→ Task to carry out
From the line with "locate car roof -- one point per instance" through the final line, transcribe the material below character for character; include no other lines.

----

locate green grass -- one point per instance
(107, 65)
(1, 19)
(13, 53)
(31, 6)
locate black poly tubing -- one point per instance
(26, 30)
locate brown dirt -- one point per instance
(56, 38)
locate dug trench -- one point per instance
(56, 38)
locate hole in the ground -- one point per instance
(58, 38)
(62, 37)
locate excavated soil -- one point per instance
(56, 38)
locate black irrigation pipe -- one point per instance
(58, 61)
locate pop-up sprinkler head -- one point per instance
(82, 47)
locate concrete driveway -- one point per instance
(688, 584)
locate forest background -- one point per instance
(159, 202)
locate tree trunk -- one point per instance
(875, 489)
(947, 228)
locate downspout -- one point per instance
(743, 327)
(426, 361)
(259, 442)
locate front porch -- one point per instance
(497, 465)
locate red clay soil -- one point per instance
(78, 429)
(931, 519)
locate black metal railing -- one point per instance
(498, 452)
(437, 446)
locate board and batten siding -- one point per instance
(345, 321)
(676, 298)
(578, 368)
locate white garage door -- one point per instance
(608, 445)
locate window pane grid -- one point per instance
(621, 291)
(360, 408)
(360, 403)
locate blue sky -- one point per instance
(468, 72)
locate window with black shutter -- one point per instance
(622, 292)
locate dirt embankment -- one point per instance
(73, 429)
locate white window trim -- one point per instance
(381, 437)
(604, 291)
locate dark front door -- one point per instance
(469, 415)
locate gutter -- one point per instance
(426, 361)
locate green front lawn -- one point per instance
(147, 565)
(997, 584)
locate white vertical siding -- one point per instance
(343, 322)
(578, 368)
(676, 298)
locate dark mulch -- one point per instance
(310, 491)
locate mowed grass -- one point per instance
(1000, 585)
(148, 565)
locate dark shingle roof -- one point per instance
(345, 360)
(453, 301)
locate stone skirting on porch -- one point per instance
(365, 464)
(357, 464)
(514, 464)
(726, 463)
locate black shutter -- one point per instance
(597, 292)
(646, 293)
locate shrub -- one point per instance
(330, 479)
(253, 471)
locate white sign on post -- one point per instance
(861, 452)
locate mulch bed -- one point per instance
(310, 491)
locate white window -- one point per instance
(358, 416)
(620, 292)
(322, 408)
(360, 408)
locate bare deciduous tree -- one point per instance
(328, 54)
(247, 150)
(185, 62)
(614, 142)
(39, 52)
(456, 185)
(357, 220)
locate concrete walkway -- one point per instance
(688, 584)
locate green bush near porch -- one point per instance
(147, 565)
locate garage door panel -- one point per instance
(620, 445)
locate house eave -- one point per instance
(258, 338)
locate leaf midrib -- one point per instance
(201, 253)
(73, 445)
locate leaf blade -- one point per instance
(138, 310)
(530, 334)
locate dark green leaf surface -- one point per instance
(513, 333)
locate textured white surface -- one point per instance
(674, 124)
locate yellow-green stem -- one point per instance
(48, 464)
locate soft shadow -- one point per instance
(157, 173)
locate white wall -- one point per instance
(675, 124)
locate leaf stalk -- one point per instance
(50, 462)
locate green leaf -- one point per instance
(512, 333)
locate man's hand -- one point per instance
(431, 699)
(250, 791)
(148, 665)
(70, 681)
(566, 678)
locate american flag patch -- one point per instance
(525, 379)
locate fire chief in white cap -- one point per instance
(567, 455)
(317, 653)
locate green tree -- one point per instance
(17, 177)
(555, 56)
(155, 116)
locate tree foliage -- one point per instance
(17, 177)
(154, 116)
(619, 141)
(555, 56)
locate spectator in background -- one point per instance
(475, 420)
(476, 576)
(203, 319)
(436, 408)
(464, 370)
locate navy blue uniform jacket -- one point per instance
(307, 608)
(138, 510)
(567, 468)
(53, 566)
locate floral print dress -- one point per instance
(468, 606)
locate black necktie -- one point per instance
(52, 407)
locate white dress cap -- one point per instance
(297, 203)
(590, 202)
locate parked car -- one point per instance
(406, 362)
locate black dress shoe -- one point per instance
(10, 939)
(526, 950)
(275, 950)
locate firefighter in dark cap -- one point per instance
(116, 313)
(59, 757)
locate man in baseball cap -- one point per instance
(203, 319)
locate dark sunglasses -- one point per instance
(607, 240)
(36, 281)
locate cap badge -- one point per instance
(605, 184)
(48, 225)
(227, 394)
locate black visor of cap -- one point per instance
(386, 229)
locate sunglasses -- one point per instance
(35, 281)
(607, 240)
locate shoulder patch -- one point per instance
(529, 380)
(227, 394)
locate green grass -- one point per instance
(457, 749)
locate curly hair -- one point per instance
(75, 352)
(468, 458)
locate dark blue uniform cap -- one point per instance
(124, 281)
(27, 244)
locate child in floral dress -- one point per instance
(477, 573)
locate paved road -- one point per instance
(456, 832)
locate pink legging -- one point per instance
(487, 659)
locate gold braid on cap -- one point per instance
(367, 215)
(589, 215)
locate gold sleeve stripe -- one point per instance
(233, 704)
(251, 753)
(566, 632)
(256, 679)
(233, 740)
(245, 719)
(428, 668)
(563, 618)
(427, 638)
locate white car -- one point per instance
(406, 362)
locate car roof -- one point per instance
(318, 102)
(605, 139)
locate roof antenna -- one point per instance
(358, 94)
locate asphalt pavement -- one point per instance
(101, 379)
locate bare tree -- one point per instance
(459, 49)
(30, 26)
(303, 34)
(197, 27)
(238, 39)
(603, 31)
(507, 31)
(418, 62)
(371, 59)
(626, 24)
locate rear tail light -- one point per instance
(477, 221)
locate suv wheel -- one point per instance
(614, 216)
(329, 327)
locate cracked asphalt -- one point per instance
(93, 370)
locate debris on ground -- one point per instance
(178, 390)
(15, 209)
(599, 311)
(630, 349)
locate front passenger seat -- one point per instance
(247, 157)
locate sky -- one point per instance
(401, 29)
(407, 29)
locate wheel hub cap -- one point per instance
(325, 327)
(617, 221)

----

→ Written reply
locate car roof -- one point per instance
(318, 102)
(605, 139)
locate roof antenna -- one point per instance
(358, 94)
locate asphalt pavement -- one point per instance
(101, 379)
locate bare tree -- one point per instance
(459, 49)
(30, 26)
(303, 34)
(197, 27)
(238, 39)
(603, 31)
(507, 31)
(418, 62)
(371, 59)
(626, 24)
locate rear tail light -- one point per instance
(477, 221)
locate suv wheel -- one point per instance
(614, 216)
(329, 327)
locate cracked asphalt -- one point per instance
(93, 370)
locate debris on ground -- one point per instance
(178, 390)
(15, 209)
(599, 311)
(630, 349)
locate front passenger seat -- one point per instance
(247, 157)
locate sky -- one point per instance
(401, 29)
(407, 29)
locate wheel hub cap -- one point per instance
(325, 327)
(617, 221)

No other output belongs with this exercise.